--- EXERCISE ---
Pull out every line of the material below that contains the string "patterned". Case counts, so a line matches only if the capitalization is the same.

--- TASK MATERIAL ---
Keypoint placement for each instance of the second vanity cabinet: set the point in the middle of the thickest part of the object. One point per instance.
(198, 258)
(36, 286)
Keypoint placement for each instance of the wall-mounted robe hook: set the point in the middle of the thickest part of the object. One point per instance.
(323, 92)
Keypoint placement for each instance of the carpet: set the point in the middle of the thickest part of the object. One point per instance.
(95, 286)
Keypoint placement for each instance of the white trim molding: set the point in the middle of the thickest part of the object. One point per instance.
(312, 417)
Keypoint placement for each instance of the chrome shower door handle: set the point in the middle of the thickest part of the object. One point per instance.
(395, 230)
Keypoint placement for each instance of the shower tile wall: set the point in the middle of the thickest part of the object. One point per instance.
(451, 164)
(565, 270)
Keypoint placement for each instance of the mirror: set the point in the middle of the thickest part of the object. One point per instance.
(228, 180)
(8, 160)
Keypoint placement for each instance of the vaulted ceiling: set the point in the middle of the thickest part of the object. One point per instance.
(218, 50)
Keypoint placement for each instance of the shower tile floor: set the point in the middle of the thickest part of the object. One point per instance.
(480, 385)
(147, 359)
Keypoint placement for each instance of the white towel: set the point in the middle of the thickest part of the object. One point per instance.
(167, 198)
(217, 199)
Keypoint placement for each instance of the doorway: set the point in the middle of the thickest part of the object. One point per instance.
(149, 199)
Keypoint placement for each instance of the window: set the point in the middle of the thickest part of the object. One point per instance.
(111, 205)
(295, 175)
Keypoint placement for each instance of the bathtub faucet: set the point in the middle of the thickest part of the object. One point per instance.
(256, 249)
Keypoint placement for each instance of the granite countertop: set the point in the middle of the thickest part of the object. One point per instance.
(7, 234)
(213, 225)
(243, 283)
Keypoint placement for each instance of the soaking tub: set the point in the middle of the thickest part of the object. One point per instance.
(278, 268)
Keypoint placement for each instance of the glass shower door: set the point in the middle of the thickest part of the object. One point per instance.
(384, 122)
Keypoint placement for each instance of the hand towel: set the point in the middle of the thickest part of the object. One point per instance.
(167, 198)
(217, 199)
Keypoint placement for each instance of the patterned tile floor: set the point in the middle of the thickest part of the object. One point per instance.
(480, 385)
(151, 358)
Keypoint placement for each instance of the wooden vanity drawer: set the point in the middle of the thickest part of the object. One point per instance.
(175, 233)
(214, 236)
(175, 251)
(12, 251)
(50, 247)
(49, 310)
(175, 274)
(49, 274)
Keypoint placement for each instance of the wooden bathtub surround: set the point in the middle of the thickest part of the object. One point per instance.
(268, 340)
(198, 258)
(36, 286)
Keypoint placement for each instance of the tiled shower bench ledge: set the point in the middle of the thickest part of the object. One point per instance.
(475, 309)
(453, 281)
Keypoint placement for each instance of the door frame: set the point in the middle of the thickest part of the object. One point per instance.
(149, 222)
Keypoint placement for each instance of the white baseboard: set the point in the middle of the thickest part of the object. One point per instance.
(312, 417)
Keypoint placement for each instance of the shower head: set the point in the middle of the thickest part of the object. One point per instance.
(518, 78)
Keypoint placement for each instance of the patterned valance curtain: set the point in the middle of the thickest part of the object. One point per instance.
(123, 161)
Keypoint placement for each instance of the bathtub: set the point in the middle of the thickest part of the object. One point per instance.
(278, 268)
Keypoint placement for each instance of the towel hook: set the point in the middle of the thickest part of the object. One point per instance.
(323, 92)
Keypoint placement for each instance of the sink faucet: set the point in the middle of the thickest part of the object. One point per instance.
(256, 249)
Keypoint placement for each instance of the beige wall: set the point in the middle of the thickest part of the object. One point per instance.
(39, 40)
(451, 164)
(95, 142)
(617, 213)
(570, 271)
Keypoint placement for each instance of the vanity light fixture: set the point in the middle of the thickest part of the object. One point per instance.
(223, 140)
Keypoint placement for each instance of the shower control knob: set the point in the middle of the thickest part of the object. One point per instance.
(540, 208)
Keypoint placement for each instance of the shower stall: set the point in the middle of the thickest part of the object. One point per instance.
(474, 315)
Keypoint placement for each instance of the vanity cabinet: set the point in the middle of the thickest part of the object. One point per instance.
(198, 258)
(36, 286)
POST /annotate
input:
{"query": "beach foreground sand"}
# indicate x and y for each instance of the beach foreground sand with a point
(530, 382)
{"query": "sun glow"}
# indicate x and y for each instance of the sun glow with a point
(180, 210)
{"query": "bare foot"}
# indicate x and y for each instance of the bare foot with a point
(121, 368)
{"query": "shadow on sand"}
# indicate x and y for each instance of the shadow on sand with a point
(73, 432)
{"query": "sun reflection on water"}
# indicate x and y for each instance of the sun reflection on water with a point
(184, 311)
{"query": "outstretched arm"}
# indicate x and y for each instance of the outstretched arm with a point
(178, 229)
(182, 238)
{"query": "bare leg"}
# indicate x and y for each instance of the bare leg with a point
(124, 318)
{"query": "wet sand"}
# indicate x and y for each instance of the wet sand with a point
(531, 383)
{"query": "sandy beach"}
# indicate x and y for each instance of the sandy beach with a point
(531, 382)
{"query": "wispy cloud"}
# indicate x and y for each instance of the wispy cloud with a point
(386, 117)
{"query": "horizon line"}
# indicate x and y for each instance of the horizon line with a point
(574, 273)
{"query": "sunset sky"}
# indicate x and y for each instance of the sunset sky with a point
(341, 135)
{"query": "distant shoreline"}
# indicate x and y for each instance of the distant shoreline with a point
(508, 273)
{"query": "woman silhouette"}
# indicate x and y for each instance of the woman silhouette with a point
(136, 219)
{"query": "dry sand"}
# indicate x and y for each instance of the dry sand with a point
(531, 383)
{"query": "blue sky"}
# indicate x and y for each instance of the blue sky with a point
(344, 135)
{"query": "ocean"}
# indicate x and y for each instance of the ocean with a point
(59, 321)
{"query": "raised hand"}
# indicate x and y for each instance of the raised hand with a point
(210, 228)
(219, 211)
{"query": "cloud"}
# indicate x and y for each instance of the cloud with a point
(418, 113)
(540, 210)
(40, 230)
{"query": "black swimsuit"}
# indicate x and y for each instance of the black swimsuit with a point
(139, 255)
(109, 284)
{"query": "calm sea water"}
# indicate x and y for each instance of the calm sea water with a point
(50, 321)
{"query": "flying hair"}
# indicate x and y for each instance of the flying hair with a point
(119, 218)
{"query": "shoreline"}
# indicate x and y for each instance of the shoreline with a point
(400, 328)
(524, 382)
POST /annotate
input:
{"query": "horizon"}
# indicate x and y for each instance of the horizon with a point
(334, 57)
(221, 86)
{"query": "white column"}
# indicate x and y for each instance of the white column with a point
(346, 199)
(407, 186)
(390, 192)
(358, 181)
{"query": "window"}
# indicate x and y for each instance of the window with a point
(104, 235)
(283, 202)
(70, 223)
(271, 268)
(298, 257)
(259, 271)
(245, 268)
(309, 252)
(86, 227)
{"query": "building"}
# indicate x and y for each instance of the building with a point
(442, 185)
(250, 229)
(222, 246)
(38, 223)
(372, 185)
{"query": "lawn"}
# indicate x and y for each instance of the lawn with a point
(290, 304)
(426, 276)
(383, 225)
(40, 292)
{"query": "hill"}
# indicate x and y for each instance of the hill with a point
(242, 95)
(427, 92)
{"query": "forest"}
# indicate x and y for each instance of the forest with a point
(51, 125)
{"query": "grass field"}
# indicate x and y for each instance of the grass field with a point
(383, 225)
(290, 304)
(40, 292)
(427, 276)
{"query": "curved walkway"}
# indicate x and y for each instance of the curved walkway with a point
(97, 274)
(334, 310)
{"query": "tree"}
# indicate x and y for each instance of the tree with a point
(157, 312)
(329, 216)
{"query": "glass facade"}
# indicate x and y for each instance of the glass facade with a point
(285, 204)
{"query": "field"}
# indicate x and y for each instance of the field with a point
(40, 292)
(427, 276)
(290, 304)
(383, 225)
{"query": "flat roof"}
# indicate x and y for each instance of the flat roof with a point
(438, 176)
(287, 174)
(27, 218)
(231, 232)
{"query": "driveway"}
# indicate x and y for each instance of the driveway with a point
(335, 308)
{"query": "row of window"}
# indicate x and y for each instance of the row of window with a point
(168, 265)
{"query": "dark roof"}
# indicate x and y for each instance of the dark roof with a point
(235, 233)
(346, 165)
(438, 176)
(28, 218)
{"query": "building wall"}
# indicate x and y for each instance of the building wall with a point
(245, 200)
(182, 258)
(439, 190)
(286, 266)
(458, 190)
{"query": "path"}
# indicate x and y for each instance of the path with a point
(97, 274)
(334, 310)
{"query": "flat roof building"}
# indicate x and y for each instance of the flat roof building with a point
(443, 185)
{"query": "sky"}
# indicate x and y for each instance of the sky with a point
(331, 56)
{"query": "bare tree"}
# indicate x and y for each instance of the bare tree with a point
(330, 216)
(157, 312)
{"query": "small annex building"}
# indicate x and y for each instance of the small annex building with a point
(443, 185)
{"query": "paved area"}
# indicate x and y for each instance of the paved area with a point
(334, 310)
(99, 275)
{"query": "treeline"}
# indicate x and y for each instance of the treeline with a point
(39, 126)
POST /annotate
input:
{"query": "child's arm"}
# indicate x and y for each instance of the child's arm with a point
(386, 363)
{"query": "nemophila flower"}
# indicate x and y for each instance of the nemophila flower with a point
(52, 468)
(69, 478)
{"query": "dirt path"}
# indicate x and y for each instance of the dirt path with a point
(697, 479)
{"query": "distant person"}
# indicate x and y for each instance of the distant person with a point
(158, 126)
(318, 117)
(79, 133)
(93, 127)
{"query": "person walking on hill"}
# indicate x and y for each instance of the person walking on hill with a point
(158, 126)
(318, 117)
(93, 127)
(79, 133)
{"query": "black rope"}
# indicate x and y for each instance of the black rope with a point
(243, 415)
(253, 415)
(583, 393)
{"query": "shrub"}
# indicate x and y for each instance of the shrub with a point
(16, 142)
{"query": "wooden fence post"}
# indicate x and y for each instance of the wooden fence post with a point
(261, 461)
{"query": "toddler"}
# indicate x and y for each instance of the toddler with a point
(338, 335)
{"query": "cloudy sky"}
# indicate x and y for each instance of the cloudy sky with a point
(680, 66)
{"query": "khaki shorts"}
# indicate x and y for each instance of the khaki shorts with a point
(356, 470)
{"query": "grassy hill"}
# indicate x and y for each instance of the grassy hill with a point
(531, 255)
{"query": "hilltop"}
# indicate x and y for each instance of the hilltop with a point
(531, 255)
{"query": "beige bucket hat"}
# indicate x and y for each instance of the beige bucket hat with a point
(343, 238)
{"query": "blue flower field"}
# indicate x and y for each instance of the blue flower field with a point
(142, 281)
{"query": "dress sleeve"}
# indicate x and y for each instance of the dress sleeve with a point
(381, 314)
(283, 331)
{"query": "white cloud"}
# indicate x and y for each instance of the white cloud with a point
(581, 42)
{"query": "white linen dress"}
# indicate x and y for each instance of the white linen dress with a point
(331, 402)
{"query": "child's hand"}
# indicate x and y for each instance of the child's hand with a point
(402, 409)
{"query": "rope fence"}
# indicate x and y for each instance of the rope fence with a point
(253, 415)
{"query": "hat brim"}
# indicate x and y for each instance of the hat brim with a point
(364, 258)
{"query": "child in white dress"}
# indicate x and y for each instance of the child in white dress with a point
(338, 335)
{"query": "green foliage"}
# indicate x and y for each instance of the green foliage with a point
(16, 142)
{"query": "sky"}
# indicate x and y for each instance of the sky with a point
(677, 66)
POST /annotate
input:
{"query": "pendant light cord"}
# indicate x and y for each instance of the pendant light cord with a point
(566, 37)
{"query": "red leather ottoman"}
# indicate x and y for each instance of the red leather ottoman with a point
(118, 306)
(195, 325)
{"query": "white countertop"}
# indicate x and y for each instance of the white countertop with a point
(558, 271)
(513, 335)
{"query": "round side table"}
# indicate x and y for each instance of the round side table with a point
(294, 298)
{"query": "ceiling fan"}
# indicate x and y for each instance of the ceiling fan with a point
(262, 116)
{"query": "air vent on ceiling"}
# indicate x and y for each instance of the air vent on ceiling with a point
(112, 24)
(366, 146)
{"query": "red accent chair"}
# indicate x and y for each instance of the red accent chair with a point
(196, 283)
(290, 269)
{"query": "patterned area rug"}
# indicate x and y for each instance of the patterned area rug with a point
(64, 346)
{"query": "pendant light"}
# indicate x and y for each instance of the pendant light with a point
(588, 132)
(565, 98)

--- ANSWER TO THIS PROBLEM ---
Keypoint placement for each instance of the patterned tile floor: set the point in the middle of the thickest part of the object. One point per instance.
Keypoint placement for each instance of the patterned valance curtain: set the point in the middle of the thickest part of the object. One point per instance.
{"query": "patterned area rug"}
# indicate x and y for each instance of the patterned area rug with a point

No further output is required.